> GIVEN INSTRUCTION
Format the lines of every entry below as a numbered list, leaving out any blank lines.

>> BEGIN RECORDED DATA

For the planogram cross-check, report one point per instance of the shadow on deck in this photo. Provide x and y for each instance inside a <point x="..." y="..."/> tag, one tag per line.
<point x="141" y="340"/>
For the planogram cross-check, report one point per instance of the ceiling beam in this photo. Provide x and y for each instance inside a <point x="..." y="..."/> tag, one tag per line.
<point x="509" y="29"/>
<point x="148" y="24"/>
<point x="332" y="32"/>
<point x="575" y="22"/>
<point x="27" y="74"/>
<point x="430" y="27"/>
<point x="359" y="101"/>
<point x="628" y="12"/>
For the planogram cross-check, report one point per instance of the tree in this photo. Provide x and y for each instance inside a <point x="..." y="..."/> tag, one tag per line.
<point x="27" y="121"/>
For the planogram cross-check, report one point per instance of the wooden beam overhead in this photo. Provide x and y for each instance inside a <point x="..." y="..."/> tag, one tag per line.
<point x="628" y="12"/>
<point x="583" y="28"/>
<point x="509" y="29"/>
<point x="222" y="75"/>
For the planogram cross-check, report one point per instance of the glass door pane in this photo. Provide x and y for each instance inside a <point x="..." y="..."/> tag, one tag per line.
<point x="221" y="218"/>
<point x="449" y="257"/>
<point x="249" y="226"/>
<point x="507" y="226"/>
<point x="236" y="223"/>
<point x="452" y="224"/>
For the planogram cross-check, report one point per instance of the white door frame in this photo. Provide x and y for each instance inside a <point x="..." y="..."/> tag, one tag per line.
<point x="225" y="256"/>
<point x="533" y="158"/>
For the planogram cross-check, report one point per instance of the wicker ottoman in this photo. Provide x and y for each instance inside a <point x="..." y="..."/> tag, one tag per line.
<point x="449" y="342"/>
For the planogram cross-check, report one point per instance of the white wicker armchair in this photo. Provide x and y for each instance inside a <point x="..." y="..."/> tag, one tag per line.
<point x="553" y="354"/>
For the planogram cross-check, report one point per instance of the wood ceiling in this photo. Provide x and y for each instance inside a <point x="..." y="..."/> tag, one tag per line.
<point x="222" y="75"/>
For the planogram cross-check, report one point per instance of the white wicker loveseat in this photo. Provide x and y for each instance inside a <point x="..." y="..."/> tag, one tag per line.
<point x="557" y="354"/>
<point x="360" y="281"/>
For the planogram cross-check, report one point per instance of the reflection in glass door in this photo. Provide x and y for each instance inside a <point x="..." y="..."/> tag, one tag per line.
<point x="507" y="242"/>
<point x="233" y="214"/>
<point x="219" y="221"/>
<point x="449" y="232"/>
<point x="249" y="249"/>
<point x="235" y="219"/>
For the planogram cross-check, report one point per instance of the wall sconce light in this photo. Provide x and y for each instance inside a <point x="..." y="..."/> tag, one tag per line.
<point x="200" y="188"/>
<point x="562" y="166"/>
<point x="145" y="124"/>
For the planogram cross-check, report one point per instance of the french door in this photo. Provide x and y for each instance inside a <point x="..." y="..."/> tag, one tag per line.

>> END RECORDED DATA

> ANSWER
1. For the planogram cross-check, report one point per instance of the shadow on deck in this photo. Provide x and y for each instance inside a <point x="..." y="..."/> tag, one tag per line.
2. <point x="141" y="340"/>
3. For the planogram cross-check, report one point per instance of the ceiling beam in this photo. Provide x and y for each instance inside a <point x="..." y="..."/> tag, one tag per line.
4. <point x="509" y="29"/>
5. <point x="148" y="24"/>
6. <point x="332" y="32"/>
7. <point x="575" y="22"/>
8. <point x="27" y="74"/>
9. <point x="430" y="27"/>
10. <point x="359" y="101"/>
11. <point x="628" y="12"/>
12. For the planogram cross-check, report one point per instance of the tree in this photo. Provide x and y for each instance inside a <point x="..." y="..."/> tag, one tag per line.
13. <point x="27" y="121"/>
14. For the planogram cross-check, report one point per instance of the wooden beam overhead in this photo. Provide x and y for each instance inside a <point x="..." y="..."/> tag, one tag per line.
15. <point x="628" y="12"/>
16. <point x="583" y="28"/>
17. <point x="509" y="29"/>
18. <point x="222" y="75"/>
19. For the planogram cross-check, report one point per instance of the glass door pane in this photo. Provide x and y for each instance inside a <point x="..." y="..."/> tag, one tag per line.
20. <point x="221" y="218"/>
21. <point x="449" y="257"/>
22. <point x="249" y="226"/>
23. <point x="507" y="226"/>
24. <point x="236" y="223"/>
25. <point x="452" y="224"/>
26. For the planogram cross-check, report one point per instance of the white door frame in this photo. Provide x and y for each instance inside a <point x="..." y="..."/> tag, one tag per line.
27. <point x="225" y="256"/>
28. <point x="533" y="158"/>
29. For the planogram cross-check, report one point per instance of the wicker ottoman in this photo. Provide x and y for each instance inside a <point x="..." y="..."/> tag, one tag per line.
30. <point x="449" y="342"/>
31. For the planogram cross-check, report one point per instance of the white wicker armchair in this photo. Provide x and y for each instance inside a <point x="..." y="..."/> tag, one tag per line.
32. <point x="553" y="354"/>
33. For the planogram cross-check, report one point per instance of the wood ceiling in this photo. Provide x and y for each instance inside a <point x="..." y="..."/> tag, one tag per line.
34. <point x="222" y="75"/>
35. For the planogram cross-check, report one point per instance of the white wicker loveseat in this photo. Provide x and y for each instance inside a <point x="..." y="..."/> tag, one tag per line.
36. <point x="557" y="354"/>
37. <point x="360" y="281"/>
38. For the planogram cross-check, report one point per instance of the reflection in glass door in this photo. Provide x and y for each instance inside a <point x="..." y="..."/> tag, one tag per line.
39. <point x="507" y="242"/>
40. <point x="233" y="214"/>
41. <point x="219" y="221"/>
42. <point x="449" y="232"/>
43. <point x="249" y="249"/>
44. <point x="235" y="219"/>
45. For the planogram cross-check, report one point per instance of the wall sconce light in this photo. Provide x and y for each instance inside a <point x="..." y="..."/> tag, one tag per line.
46. <point x="200" y="188"/>
47. <point x="562" y="166"/>
48. <point x="145" y="124"/>
49. For the planogram cross-check, report one point per instance of the french door in this photo. Provide x and y for each instance inside a <point x="..." y="..."/> tag, one tag per line.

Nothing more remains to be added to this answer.